▶ **Exercise**:
Pull every line containing "surface" from the data.

▶ **Records excerpted from a collection**:
=== Section Start ===
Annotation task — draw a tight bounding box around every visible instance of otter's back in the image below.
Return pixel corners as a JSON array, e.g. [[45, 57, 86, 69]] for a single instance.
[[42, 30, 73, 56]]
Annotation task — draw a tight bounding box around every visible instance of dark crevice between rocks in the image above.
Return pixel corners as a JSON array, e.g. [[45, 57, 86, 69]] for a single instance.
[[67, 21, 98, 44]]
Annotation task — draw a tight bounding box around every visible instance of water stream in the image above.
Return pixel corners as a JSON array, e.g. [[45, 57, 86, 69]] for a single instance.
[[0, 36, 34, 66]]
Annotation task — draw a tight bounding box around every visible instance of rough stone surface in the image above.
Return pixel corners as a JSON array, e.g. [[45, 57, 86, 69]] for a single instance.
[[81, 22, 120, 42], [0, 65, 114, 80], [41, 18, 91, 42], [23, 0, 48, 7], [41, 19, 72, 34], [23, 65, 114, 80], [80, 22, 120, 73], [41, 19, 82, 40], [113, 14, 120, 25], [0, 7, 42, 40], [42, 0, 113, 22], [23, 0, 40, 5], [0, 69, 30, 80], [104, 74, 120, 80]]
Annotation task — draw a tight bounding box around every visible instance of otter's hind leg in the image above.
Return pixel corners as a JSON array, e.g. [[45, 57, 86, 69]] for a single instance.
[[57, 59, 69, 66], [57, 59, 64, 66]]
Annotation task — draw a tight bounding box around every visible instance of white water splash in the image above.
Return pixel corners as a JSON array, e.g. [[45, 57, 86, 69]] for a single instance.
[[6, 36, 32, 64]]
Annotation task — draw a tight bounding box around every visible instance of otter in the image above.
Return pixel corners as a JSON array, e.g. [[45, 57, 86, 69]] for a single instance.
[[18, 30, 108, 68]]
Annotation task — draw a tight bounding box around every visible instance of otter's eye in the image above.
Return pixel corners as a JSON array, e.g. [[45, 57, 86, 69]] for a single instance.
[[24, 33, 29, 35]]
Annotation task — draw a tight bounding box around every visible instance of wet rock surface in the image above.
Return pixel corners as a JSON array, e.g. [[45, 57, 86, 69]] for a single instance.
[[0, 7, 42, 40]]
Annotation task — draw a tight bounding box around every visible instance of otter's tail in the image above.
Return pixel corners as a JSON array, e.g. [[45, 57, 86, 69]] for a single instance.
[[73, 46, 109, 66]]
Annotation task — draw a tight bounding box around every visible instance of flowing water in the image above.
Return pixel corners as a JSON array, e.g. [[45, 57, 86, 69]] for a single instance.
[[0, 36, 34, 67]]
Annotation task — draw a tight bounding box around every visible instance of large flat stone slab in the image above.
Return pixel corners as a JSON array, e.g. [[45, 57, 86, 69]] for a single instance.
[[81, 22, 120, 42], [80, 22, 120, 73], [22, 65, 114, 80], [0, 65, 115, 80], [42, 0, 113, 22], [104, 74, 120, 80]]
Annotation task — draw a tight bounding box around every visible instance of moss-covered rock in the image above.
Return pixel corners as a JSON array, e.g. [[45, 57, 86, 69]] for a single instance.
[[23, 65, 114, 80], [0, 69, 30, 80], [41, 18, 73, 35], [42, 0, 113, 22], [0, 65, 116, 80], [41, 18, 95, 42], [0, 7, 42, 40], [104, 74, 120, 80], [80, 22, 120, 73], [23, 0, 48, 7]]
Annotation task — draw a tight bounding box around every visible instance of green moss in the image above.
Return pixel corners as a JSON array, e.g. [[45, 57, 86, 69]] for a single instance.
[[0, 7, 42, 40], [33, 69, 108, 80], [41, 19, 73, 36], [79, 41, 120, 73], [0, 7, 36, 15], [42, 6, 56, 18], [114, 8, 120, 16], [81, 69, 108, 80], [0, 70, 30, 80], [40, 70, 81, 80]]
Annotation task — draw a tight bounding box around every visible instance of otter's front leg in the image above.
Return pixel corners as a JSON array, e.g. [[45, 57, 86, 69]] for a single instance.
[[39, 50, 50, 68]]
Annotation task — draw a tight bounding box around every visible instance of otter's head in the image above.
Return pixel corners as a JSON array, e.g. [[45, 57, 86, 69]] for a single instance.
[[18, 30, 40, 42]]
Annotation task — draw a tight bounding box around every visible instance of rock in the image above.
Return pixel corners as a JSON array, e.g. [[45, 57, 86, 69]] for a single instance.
=== Section End ===
▶ **Task response**:
Annotation task — draw a tight bounding box around every visible instance of rough stone surface in the image above.
Annotation task — draw a tight bounding box around every visible instance of wet rock surface in the image above.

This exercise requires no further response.